(Pointing dataset excerpts)
---*---
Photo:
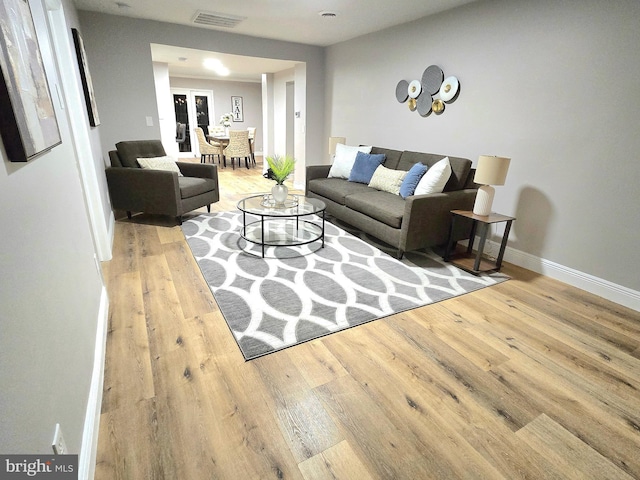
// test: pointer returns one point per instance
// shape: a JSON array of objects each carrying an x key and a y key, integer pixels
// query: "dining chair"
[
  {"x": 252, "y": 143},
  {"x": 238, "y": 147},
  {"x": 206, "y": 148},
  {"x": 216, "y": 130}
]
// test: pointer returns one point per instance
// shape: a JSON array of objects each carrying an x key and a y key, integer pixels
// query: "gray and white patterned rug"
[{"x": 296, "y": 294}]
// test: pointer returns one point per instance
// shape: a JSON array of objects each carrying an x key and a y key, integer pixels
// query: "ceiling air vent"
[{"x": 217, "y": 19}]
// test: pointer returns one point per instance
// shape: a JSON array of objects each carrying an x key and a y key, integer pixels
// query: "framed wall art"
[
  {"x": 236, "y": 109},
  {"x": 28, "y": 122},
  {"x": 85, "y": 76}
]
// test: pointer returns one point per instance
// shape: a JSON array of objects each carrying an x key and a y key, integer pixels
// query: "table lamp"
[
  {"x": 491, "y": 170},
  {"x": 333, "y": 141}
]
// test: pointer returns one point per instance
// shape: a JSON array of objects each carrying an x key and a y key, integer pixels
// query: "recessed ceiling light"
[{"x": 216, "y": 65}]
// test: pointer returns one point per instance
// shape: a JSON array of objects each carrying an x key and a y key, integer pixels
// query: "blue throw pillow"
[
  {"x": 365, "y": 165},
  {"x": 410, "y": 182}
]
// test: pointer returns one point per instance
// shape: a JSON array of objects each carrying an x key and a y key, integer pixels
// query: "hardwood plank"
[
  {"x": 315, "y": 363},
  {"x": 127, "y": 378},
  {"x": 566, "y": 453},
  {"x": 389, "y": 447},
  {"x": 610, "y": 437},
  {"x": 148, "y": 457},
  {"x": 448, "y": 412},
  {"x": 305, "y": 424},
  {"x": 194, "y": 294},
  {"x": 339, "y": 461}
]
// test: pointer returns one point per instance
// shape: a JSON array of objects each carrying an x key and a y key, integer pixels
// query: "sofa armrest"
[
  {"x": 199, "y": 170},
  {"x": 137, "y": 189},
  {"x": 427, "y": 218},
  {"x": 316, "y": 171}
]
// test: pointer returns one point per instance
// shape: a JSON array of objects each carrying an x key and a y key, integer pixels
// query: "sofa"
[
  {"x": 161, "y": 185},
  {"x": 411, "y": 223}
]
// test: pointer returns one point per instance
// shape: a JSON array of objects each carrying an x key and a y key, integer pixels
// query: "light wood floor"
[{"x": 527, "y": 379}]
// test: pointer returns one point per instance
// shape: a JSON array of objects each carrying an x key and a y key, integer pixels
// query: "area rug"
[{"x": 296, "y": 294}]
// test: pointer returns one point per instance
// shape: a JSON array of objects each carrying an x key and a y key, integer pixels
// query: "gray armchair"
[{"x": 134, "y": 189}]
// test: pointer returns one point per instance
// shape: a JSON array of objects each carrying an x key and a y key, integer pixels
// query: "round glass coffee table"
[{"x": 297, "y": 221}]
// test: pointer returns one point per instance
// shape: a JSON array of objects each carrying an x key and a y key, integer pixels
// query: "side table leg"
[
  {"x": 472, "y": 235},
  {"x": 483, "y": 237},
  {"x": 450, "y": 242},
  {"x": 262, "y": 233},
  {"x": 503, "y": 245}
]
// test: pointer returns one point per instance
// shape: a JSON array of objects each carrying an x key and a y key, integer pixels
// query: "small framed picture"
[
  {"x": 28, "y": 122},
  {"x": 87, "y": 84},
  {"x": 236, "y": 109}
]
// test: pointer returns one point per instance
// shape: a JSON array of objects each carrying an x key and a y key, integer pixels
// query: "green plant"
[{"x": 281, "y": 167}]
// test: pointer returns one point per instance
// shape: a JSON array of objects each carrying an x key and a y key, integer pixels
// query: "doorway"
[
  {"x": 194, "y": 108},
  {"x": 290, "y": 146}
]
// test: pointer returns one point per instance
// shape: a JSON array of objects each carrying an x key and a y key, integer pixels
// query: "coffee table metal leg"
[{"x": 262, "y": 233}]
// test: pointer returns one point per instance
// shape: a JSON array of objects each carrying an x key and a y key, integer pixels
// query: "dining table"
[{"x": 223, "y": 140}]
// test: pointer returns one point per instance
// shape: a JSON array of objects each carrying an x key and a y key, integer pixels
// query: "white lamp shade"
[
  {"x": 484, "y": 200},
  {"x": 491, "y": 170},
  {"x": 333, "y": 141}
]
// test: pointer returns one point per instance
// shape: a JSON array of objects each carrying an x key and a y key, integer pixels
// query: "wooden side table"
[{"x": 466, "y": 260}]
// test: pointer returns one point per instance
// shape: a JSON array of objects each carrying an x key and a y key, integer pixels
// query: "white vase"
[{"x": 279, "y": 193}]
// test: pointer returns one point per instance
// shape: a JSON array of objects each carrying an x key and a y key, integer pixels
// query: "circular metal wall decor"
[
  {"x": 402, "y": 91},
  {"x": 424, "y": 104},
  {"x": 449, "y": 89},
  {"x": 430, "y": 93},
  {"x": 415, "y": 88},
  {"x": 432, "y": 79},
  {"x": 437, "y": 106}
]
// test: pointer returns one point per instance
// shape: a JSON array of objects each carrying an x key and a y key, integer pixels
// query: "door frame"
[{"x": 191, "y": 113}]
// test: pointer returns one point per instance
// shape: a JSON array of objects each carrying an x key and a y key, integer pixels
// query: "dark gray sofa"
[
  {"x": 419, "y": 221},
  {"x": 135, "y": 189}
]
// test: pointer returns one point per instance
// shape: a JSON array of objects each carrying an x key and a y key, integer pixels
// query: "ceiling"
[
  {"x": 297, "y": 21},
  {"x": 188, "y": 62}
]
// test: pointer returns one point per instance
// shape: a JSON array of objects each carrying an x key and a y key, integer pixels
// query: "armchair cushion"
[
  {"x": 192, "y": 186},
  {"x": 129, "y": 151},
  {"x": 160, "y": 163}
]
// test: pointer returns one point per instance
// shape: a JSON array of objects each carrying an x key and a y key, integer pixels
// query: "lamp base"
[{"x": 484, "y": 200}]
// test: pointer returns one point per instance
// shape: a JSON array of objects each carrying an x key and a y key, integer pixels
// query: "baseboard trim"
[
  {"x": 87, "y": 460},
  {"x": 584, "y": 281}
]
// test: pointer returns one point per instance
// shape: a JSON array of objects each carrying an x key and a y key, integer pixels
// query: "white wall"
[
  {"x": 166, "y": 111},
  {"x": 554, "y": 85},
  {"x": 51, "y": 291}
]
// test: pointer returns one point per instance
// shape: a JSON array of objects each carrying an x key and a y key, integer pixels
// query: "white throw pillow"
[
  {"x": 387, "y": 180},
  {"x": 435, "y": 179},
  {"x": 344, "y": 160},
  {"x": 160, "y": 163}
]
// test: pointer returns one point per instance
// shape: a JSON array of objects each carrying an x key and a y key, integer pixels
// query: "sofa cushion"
---*---
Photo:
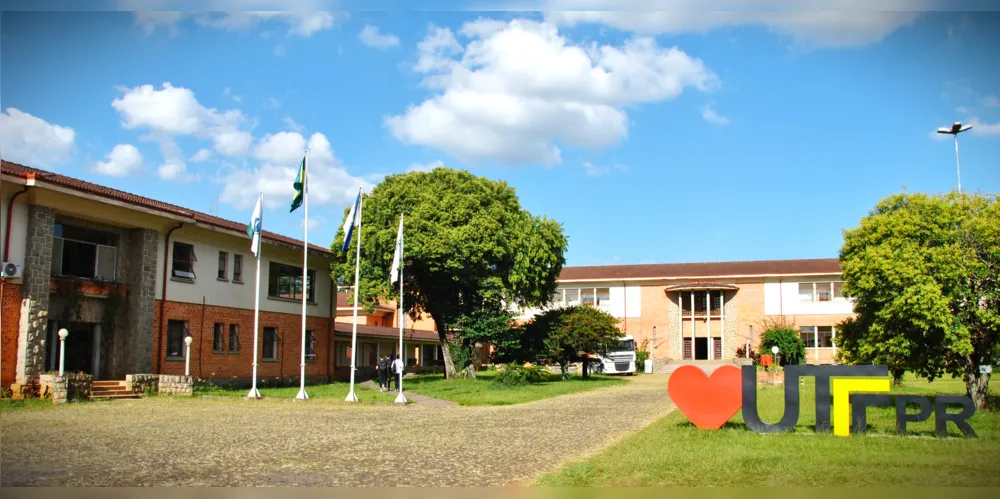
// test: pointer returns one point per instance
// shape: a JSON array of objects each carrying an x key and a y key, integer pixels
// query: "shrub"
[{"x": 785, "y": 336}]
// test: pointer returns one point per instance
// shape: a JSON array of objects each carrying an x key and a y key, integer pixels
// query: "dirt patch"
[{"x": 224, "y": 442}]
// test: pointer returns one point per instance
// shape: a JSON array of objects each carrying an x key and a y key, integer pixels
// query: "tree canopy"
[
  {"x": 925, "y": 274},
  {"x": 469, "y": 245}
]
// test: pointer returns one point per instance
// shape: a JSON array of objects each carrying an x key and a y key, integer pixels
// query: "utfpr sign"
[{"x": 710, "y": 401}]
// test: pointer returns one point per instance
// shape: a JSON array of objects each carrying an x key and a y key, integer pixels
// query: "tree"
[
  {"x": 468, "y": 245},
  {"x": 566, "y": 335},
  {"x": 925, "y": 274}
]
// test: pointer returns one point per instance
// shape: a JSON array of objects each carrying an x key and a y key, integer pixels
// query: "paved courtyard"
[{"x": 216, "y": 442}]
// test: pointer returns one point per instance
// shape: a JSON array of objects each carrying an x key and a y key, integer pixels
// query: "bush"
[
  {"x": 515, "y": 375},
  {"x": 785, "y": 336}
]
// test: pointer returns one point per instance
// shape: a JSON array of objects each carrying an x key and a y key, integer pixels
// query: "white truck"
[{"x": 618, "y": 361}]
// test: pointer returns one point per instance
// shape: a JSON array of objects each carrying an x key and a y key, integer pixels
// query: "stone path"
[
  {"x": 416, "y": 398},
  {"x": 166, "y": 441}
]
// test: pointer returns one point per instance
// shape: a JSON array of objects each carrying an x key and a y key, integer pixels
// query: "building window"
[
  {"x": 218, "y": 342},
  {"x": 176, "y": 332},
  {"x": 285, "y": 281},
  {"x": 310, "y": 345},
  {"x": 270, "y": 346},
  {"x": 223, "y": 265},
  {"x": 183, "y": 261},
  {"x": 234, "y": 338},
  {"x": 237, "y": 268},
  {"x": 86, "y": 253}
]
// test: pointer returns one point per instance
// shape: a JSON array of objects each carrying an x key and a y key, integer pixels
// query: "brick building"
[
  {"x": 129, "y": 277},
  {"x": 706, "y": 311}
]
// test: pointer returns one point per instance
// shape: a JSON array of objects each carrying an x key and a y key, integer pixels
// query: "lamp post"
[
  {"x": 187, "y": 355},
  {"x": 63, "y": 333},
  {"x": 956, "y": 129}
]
---*---
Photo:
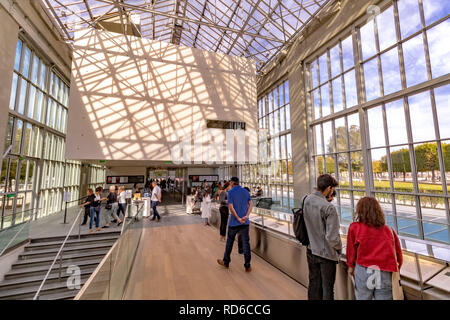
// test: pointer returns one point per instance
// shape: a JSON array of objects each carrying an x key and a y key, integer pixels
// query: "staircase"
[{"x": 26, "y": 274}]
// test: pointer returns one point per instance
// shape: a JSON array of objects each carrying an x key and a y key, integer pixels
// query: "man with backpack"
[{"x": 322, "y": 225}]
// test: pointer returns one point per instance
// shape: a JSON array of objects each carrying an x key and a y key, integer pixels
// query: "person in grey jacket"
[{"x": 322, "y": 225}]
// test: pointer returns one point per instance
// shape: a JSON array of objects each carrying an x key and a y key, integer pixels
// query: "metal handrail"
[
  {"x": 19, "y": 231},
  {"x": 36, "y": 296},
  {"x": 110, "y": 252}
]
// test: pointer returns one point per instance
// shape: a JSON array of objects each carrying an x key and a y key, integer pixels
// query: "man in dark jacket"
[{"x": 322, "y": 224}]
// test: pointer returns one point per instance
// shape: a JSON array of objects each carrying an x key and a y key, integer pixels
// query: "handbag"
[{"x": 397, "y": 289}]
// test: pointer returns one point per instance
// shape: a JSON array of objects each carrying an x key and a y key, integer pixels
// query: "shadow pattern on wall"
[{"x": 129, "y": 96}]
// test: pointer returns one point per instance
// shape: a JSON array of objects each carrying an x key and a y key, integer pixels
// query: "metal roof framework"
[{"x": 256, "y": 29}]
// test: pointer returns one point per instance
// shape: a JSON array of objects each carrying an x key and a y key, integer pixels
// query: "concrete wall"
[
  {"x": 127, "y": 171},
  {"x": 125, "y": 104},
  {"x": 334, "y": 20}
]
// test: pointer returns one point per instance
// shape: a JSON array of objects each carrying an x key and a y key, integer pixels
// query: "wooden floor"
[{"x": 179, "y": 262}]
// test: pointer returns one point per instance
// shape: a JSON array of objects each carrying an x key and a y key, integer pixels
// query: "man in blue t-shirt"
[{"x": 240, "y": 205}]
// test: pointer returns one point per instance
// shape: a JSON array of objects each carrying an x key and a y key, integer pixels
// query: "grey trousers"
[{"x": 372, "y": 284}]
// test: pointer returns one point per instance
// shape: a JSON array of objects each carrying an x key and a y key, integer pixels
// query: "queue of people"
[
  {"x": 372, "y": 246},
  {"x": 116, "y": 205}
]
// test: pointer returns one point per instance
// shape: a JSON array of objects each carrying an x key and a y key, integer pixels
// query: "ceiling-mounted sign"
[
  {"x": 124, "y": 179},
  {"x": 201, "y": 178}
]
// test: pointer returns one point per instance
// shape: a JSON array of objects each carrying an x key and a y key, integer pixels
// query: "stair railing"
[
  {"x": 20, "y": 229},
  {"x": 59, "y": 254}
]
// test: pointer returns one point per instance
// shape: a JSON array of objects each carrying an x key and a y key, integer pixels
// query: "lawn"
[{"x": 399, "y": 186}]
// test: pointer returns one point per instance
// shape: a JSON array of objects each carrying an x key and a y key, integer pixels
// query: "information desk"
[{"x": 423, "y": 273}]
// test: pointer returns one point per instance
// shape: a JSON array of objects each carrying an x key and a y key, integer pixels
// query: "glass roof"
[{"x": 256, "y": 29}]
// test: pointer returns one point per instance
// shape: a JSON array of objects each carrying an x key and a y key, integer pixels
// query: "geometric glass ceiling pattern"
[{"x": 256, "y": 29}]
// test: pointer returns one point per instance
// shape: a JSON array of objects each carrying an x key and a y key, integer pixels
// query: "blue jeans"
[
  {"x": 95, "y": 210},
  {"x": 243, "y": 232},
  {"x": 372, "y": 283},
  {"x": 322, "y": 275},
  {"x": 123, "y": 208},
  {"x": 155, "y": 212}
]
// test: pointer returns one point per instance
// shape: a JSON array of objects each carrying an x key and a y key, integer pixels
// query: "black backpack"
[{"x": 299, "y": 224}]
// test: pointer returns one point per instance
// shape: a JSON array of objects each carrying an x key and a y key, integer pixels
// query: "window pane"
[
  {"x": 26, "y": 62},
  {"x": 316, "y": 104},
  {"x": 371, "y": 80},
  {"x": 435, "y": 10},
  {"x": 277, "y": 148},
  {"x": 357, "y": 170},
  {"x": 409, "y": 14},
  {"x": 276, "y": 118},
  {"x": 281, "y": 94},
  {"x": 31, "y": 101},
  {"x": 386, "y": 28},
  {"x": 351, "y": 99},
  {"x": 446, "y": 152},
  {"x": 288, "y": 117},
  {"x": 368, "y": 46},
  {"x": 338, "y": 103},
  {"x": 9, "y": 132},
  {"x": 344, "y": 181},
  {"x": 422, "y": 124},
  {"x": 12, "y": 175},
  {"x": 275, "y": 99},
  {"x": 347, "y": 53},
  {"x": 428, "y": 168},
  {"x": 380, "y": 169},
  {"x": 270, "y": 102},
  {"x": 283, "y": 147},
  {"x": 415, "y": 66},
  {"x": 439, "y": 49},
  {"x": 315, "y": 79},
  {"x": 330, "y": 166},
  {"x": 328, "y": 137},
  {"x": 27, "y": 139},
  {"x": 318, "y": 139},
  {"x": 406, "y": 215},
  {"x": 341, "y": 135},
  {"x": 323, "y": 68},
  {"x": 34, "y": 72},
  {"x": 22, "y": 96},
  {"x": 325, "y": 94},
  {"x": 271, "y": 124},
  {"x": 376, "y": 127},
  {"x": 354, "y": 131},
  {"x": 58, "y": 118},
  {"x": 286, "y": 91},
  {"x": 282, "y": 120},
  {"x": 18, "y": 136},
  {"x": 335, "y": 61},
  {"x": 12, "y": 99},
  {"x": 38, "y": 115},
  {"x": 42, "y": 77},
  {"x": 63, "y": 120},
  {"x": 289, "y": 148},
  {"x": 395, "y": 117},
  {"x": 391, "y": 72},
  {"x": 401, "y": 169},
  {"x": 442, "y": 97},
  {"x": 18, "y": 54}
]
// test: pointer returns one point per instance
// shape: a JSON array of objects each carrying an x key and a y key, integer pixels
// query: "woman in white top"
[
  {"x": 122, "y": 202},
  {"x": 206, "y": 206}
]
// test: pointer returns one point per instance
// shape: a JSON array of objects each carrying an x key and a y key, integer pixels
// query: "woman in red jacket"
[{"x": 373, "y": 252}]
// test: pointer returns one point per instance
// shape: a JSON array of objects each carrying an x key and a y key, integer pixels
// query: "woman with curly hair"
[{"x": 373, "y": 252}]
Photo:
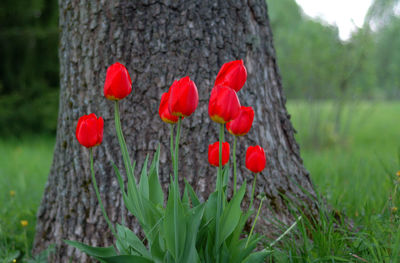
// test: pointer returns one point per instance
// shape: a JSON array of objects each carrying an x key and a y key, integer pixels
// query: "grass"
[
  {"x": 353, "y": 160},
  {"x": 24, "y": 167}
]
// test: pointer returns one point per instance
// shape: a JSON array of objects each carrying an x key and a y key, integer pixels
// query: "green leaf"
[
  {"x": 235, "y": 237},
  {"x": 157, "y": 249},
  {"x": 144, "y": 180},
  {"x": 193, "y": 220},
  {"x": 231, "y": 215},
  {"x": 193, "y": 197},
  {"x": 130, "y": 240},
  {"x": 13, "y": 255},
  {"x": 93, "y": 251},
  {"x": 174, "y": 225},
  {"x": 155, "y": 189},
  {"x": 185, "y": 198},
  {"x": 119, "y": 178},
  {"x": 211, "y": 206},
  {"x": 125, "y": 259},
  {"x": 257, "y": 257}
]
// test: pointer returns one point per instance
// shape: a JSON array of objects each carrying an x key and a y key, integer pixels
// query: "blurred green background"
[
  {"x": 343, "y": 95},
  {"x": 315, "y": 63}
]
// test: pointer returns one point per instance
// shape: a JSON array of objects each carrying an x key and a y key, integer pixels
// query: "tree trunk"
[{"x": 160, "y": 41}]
---*---
TASK TO COMPLETE = Count the lines in the entries above that contain the word "framed", treating uppercase and lowercase as different. Reply with the number only.

EXERCISE RESPONSE = 2